*** Opening of Text provided ***

Neveryóna
- Cover of the first edition
- Author: Samuel R. Delany
- Cover artist: Rowena Morrill
- Language: English
- Series: Return to Nevèrÿon
- Genre: Sword and Sorcery
- Publisher: Bantam Books
- Publication date: 1983
- Publication place: United States
- Media type: Print (Paperback)
- Pages: 385 pp
- ISBN: 0-553-01434-X
- OCLC: 9969945
- Dewey Decimal: 813/.54 19
- LC Class: PS3554.E437 N4 1983
- Preceded by: Tales of Nevèrÿon
- Followed by: Flight from Nevèrÿon

= Neveryóna =

1983 novel by Samuel R. Delany

Neveryóna: Or, The Tale of Signs and Cities is a sword and sorcery novel by American writer Samuel R. Delany. It is the second of the four-volume Return to Nevèrÿon series.

==Plot summary==

Neveryóna (a full-length novel), the sixth and longest tale of the Return to Nevèrÿon series, focuses on fifteen-year-old Pryn, who is extraordinary in this culture because she can read and write. Pryn is the great niece of an unsung genius of Nevèrÿon, a woman who invented both the loom and the spindle. Because she did not have the good fortune also to discover that wool made the best and strongest cloth, however, all the credit for her work tends to be given to other people. Pryn’s travels take her (and the reader) not only to explore the revolutionary forces of Gorgik’s campaign—and some of its internal squabbles—but also through the homes of several wealthy conservatives. In the first half of the novel, Pryn finds herself in Neveryóna, an upper class suburb of Port Kolhari, an uneasy guest in the emotionally embattled gardens of a wealthy merchant woman, Madame Keyne, whom we first met in the third story, “The Tale of Potters and Dragons,” and who is now actively financing a crackpot group of counter rebels who want to put an end to Gorgik’s project. In the second half, once Pryn travels into the south, she is taken up by the powerful Jue Gruten family, who represent the far more lethal and aristocratic forces of the nation, and want to end this rebellion. Here the webs of power are almost too complex and wide reaching for Pryn to comprehend. Even though she now realizes that one can fight them a single incident at a time, she manages to free a single slave from their grip, whom the Earl has tried to use as a scapegoat. But Pryn and the reader now have a far clearer picture of what Gorgik is up against.

*** Close of Text provided ***
*** Opening of Data shown ***

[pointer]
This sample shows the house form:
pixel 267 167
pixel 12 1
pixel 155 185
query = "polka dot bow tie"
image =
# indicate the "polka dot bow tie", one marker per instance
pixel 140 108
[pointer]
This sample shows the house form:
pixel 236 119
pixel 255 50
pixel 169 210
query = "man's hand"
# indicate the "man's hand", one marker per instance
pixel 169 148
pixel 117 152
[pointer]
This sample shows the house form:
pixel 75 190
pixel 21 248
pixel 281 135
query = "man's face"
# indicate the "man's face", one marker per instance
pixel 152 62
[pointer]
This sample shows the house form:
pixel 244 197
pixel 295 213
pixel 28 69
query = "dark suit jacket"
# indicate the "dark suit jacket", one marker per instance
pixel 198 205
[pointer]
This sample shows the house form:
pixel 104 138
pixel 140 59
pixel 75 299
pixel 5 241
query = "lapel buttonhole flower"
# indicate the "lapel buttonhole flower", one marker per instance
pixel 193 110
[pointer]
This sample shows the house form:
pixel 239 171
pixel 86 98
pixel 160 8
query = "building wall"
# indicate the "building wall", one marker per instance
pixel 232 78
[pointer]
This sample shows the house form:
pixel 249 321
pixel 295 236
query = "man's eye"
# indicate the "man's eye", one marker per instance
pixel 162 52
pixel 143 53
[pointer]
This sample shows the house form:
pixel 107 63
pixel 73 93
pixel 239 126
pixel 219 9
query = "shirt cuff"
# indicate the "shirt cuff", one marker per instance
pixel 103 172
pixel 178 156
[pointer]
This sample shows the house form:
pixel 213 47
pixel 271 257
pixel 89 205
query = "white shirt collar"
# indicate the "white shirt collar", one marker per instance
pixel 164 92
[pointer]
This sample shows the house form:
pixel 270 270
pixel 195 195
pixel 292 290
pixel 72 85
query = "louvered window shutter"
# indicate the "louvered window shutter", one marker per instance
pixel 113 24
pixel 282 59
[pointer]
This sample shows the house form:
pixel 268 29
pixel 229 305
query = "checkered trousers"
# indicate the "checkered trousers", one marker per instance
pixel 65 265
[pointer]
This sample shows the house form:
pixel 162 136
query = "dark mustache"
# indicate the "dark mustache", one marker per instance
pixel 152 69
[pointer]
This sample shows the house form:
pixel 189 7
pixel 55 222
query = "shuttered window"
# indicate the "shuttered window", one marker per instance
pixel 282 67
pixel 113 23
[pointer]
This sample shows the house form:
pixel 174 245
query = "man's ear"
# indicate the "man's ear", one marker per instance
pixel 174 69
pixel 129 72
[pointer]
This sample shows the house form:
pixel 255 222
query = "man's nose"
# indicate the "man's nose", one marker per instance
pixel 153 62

*** Close of Data shown ***
*** Opening of Data shown ***

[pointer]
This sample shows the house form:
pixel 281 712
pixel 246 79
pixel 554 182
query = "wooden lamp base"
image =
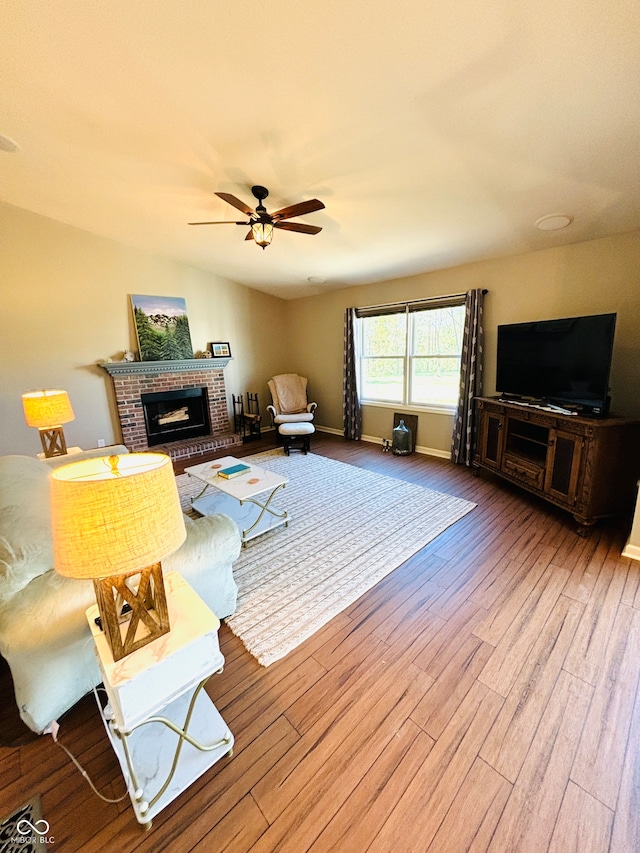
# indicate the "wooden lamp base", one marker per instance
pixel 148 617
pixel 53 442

*** Close of Data shown ***
*** Opening of Data shown ***

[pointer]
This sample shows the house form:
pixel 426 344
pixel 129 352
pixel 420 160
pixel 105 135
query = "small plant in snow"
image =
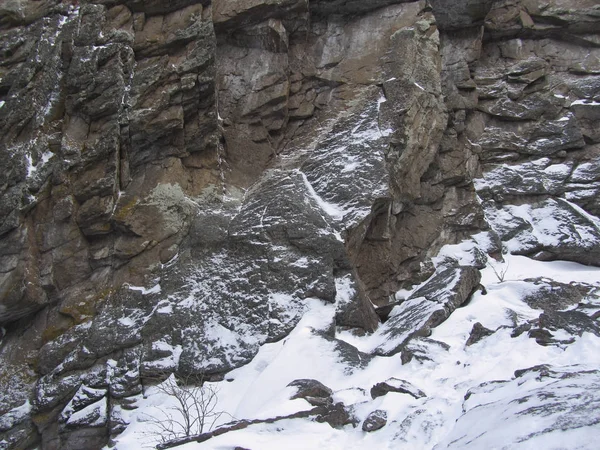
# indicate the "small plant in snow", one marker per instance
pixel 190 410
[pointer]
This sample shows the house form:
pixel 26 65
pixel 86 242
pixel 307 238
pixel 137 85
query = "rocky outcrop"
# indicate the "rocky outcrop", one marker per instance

*** Close of Data shown ***

■ **Brief**
Copy from the Neveryóna text the passage between "Neveryóna: Or, The" and "to Nevèrÿon series.", inclusive, word for word.

■ **Solution**
Neveryóna: Or, The Tale of Signs and Cities is a sword and sorcery novel by American writer Samuel R. Delany. It is the second of the four-volume Return to Nevèrÿon series.